* [EXCERPTED TEXT]
BIVARIATE DATA

multivariate data

Multivariate data analysis is a type of statistical analysis that involves more than two dependent variables. These variables are factors you compare to the control or unchanging component of the experiment. Multivariate analysis aims to identify patterns between multiple variables.


For example, if you want to measure the correlation between the amount of time spent on social media and an employee's productivity, you could use multivariate analysis. Each employee's productivity and social media times are variables in the analysis.

bivariate data


Bivariate Data is simply data that has two variables, a dependent and an independent variable.


For example, ice cream sales versus the temperature on that day. The two variables are ice cream sales (dependent) and temperature (independent).

categorical variables

Categorical variables represent types of data which may be divided into groups.


Examples of categorical variables are race, sex, age group, and educational level.

discreete variables

A discrete variable is a variable that takes on distinct, countable values. In theory, you should always be able to count the values of a discrete variable.


For example, number of red M&M’s in a candy jar, or number of votes for a particular politician.

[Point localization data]
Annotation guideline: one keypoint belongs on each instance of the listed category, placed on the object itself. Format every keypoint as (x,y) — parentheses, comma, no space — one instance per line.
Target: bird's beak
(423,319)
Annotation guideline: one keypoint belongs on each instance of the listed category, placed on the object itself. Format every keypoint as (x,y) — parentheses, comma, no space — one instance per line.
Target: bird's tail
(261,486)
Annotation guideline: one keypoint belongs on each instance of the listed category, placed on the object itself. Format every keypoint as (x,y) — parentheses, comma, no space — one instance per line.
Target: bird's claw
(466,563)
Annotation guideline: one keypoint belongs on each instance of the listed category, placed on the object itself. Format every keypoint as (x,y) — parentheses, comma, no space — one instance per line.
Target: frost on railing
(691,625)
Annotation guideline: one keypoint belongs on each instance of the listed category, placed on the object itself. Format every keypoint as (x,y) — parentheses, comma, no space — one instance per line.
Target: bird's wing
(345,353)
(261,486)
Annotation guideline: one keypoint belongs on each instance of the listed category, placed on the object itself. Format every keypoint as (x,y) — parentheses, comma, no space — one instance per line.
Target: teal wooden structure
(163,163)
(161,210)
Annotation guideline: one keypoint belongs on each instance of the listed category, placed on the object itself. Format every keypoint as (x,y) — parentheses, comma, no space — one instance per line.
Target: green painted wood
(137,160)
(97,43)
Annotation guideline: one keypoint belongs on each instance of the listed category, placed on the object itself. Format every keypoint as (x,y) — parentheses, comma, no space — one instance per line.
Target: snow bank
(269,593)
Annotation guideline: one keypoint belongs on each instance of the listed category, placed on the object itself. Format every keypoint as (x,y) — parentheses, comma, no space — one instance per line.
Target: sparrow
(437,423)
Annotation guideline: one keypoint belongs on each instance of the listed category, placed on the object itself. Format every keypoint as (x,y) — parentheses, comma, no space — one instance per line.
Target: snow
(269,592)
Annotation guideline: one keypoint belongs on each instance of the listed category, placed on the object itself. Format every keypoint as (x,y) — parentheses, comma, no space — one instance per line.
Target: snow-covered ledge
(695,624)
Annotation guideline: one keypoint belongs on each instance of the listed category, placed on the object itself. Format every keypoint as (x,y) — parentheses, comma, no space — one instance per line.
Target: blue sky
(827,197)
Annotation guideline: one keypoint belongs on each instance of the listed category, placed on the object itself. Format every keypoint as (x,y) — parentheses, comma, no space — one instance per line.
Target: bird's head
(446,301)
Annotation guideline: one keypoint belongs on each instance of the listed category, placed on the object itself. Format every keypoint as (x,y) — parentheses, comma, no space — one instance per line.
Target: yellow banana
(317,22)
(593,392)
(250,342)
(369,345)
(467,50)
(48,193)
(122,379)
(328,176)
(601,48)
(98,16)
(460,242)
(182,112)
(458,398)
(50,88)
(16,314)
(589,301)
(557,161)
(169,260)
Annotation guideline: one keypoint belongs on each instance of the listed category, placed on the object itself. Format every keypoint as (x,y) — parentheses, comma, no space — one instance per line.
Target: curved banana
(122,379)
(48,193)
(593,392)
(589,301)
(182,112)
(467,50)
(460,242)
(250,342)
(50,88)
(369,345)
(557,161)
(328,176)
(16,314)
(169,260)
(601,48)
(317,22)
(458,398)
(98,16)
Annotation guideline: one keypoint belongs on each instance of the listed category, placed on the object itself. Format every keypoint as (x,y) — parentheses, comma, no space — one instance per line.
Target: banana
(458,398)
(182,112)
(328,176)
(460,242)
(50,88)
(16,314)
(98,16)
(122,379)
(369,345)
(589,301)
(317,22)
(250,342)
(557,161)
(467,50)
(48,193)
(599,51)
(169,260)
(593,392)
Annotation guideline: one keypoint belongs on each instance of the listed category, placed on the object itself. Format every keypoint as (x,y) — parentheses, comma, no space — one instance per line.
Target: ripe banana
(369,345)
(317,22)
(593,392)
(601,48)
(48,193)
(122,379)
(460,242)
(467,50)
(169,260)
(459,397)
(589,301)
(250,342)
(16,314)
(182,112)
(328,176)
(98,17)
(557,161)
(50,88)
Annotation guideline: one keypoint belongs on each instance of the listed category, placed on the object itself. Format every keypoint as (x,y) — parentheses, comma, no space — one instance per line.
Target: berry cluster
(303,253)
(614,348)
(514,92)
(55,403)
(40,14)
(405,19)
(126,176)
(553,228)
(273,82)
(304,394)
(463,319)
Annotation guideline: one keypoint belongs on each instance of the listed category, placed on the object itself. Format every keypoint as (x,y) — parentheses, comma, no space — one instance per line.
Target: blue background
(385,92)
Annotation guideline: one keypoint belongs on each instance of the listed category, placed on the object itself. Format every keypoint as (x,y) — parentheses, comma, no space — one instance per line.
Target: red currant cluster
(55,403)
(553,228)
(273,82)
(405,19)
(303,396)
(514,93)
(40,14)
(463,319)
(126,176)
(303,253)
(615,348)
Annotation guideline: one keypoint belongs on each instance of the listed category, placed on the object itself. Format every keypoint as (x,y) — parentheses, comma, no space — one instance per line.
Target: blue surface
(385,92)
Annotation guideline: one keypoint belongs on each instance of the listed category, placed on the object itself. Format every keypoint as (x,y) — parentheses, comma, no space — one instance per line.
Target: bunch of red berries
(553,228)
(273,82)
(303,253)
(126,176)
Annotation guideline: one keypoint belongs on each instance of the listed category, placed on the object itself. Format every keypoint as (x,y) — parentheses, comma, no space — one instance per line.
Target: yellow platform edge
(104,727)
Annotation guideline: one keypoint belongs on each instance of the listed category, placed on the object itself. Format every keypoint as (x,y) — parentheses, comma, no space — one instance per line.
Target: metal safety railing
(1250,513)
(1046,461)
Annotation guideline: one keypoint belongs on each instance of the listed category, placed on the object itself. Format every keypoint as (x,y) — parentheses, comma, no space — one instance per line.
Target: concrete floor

* [PROBLEMS AND TASKS]
1. Turn the paragraph in the statistics notes that begins "Multivariate data analysis is a type" into a short bulleted list that keeps its main facts.
2. Carry the statistics notes on from their final sentence, keeping the same style.

* [SET OF ANSWERS]
1.
- Multivariate data analysis is a kind of statistical analysis with more than two dependent variables.
- These variables are factors compared to the control, or unchanging part, of the experiment.
- The goal is to find patterns among multiple variables.

2.
continuous variables

Continuous variables can take on an unlimited number of values between the lowest and highest points of measurement.


For instance, consider the height of a student. The height can't take any values. It can't be negative and it can't be higher than three metres.

response variable

The response variable is the dependent variable. It is a factor whose variation is explained by the other factors.

correlation

Correlation is a statistical measure that indicates the extent to which two or more variables fluctuate in relation to each other.


There's a correlation (connection/relationship) between smoking and cancer.

causation

Causation indicates that one event is the result of the occurrence of the other event, in other words there is a causal relationship between the two events.


An example of causation is the fact that working more hours at a job that pays a person hourly will cause that person to have a larger pay check. There is a direct and identifiable causal relationship between a paycheck and the number of hours worked at a job which pays hourly.

regression and regression line

A regression line is a statistical tool that depicts the correlation between two variables. Specifically, it is used when variation in one (dependent variable) depends on the change in the value of the other (independent variable).

extrapolation

Extrapolation is a statistical technique aimed at inferring the unknown from the known. It attempts to predict future data by relying on historical data.


For example, estimating the size of a population a few years in the future on the basis of the current population size and its rate of growth.

interpolation

Interpolation is the process of estimating unknown values that fall between known values.


For example, a straight line passes through two points of known value. You can estimate the point of unknown value because it appears to be midway between the other two points.